*TASK STATEMENT*: Retype the listing that follows, leaving nothing out.

*ENTRIES PROVIDED*:
☆ ☆ ☆
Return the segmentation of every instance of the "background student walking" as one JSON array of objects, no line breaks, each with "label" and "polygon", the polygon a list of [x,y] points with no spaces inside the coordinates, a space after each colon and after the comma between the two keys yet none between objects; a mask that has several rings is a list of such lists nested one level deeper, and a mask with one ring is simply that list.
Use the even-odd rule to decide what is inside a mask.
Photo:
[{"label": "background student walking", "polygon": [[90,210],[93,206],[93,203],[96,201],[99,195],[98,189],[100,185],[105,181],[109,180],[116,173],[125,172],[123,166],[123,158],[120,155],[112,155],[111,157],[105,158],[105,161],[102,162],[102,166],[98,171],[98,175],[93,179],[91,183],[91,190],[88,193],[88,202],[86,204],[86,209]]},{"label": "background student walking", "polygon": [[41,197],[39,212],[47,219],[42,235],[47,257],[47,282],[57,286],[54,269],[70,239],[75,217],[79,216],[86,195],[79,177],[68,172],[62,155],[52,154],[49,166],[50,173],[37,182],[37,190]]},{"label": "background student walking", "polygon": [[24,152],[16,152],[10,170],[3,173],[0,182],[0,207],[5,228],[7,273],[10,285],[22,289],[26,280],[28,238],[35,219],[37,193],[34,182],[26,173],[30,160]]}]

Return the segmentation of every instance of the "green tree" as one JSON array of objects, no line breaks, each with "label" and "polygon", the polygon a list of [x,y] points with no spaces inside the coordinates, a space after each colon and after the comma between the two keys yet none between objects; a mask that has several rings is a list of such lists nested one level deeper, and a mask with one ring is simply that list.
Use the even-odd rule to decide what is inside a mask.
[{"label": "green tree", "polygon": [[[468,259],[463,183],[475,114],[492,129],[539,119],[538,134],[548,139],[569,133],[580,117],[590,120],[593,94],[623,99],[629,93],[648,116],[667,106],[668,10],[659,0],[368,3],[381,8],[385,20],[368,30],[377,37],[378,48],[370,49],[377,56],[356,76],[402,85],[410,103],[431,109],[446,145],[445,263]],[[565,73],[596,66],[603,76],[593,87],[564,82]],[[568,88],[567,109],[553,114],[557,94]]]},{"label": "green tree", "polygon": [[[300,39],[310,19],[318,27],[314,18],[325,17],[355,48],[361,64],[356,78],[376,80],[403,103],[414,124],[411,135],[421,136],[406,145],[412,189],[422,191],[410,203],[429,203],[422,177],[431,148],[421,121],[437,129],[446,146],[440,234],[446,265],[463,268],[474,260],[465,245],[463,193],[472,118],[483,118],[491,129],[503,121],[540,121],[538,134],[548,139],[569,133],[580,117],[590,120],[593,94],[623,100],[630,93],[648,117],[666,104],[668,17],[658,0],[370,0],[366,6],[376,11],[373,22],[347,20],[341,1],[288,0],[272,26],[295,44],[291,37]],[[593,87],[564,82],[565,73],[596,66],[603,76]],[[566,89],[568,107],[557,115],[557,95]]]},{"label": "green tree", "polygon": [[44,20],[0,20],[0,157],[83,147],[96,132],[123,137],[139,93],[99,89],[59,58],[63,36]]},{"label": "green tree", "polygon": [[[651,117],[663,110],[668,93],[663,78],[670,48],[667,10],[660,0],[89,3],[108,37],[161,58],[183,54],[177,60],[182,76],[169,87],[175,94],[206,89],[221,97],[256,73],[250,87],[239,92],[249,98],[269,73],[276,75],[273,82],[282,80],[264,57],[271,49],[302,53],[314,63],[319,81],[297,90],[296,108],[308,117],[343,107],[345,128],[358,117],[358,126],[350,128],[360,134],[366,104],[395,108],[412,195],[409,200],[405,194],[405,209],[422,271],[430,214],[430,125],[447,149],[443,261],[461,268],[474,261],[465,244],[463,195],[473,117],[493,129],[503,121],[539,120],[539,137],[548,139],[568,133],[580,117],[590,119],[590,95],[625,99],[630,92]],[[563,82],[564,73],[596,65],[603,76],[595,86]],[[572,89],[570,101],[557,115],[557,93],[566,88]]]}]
☆ ☆ ☆
*RESPONSE*:
Return the segmentation of every instance of the "background student walking" as one JSON array of objects, no line breaks, each with "label" and "polygon", the polygon a list of [x,y] points with no spaces inside the coordinates, a space after each colon and after the comma between the two keys yet none between objects; a mask that has several rings is a list of such lists nested one level deeper, and a mask with one ring is simply that list.
Use the even-odd rule to decide what is inside a mask.
Photo:
[{"label": "background student walking", "polygon": [[90,210],[93,206],[93,203],[96,201],[99,195],[98,189],[100,185],[105,181],[109,180],[116,173],[125,172],[123,166],[123,158],[120,155],[112,155],[111,157],[105,158],[105,161],[102,162],[102,166],[98,171],[98,175],[93,179],[91,183],[91,190],[88,193],[88,202],[86,204],[86,209]]},{"label": "background student walking", "polygon": [[41,197],[39,212],[47,219],[42,235],[47,257],[47,282],[57,286],[54,269],[70,239],[75,217],[79,216],[86,195],[79,177],[68,172],[62,155],[52,154],[49,166],[50,173],[37,182],[37,190]]},{"label": "background student walking", "polygon": [[24,152],[16,152],[10,170],[3,173],[0,182],[0,207],[5,228],[7,273],[10,285],[22,289],[26,280],[28,238],[35,219],[37,193],[34,182],[26,173],[30,160]]}]

Return the segmentation of every instance of the "green tree" as one JSON array of objects, no line breaks, each with "label" and "polygon", the polygon a list of [x,y] points with no spaces inside the coordinates, a space after each colon and after the comma between the two keys yet none between objects; a mask that has several rings is a list of such lists nested one level deeper, and a mask with one ring is simply that list.
Use the even-odd rule to decide what is inside a mask.
[{"label": "green tree", "polygon": [[[468,259],[463,183],[475,114],[492,129],[539,119],[538,134],[548,139],[569,133],[580,117],[590,120],[593,94],[623,99],[629,93],[648,116],[667,106],[668,10],[659,0],[368,3],[381,8],[385,20],[368,30],[377,37],[378,48],[370,49],[377,56],[356,76],[402,85],[410,103],[431,109],[446,145],[445,263]],[[565,73],[596,66],[603,76],[593,87],[564,82]],[[568,88],[567,109],[553,114],[557,94]]]},{"label": "green tree", "polygon": [[[300,39],[310,19],[318,27],[314,18],[325,17],[355,48],[361,64],[356,78],[376,80],[403,103],[414,124],[411,135],[421,136],[406,145],[412,189],[422,191],[410,203],[429,203],[422,177],[431,148],[421,121],[437,129],[446,146],[440,234],[446,265],[463,268],[474,260],[465,245],[463,193],[472,118],[483,118],[491,129],[503,121],[540,121],[538,134],[548,139],[569,133],[580,117],[590,120],[593,94],[623,100],[630,93],[648,117],[666,104],[668,17],[658,0],[370,0],[366,6],[376,11],[373,22],[347,20],[341,1],[288,0],[272,26],[295,44],[291,37]],[[593,87],[564,82],[565,73],[596,66],[603,76]],[[566,89],[568,107],[557,115],[557,95]]]},{"label": "green tree", "polygon": [[44,20],[0,20],[0,157],[83,147],[96,132],[123,137],[139,93],[99,89],[59,58],[63,36]]},{"label": "green tree", "polygon": [[[651,117],[663,110],[668,93],[663,78],[670,48],[667,10],[660,0],[89,3],[108,37],[161,58],[183,54],[177,60],[182,76],[169,87],[175,94],[206,89],[221,97],[256,73],[250,87],[239,92],[249,98],[269,73],[276,75],[273,82],[282,80],[264,57],[271,49],[302,53],[314,63],[319,81],[297,90],[296,108],[308,117],[343,107],[345,128],[358,117],[358,126],[350,128],[360,134],[366,104],[395,108],[412,195],[409,200],[405,194],[405,209],[422,271],[430,214],[430,125],[447,149],[443,261],[461,268],[474,261],[465,244],[463,195],[473,117],[493,129],[503,121],[539,120],[539,137],[548,139],[568,133],[580,117],[590,119],[590,95],[625,99],[630,92]],[[563,82],[564,73],[596,65],[603,76],[595,86]],[[572,89],[570,101],[557,115],[557,93],[566,88]]]}]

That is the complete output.